TASK PROMPT
Starting at the line that contains "box: [180, 79, 191, 86]", return every line down to the end of the records below, exactly as written.

MATERIALS PROVIDED
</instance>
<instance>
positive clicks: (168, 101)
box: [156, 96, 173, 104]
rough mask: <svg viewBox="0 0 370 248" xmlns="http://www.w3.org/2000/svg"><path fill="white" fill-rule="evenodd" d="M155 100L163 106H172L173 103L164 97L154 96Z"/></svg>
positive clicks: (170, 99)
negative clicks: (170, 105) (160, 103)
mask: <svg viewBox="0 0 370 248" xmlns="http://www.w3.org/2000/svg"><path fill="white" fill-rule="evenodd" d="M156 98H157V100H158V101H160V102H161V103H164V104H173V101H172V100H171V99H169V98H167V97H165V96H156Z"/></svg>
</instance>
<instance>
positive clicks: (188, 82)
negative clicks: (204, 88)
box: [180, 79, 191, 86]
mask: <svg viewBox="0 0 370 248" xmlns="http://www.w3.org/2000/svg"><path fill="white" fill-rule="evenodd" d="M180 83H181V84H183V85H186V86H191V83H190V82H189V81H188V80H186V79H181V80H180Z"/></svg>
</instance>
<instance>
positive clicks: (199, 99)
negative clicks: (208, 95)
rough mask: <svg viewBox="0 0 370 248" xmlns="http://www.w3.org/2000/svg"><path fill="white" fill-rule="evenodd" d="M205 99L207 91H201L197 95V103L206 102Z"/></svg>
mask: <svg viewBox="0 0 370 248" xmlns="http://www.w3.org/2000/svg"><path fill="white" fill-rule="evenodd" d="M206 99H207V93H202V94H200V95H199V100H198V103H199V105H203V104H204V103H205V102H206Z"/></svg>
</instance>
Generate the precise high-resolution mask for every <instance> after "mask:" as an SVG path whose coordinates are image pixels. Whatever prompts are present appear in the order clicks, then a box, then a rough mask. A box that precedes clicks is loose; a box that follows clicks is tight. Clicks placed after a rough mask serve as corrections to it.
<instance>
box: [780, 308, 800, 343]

WRITTEN ANSWER
box: [180, 79, 191, 86]
mask: <svg viewBox="0 0 370 248" xmlns="http://www.w3.org/2000/svg"><path fill="white" fill-rule="evenodd" d="M180 83H181V84H183V85H186V86H191V83H190V82H189V81H188V80H186V79H181V80H180Z"/></svg>
</instance>
<instance>
positive clicks: (199, 99)
negative clicks: (208, 95)
rough mask: <svg viewBox="0 0 370 248" xmlns="http://www.w3.org/2000/svg"><path fill="white" fill-rule="evenodd" d="M205 99L207 91H201L197 95V103L206 102Z"/></svg>
mask: <svg viewBox="0 0 370 248" xmlns="http://www.w3.org/2000/svg"><path fill="white" fill-rule="evenodd" d="M206 99H207V93H202V94H200V95H199V100H198V103H199V105H203V104H204V103H205V102H206Z"/></svg>
</instance>
Generate the precise high-resolution mask for every <instance> after "mask:" as an SVG path whose coordinates are image pixels. Whatever prompts are present appear in the order clicks, then a box, then a rough mask. A box that precedes clicks is loose; a box that follows clicks is tight. Clicks placed after a rough mask serve as corrections to it.
<instance>
box: [780, 308, 800, 343]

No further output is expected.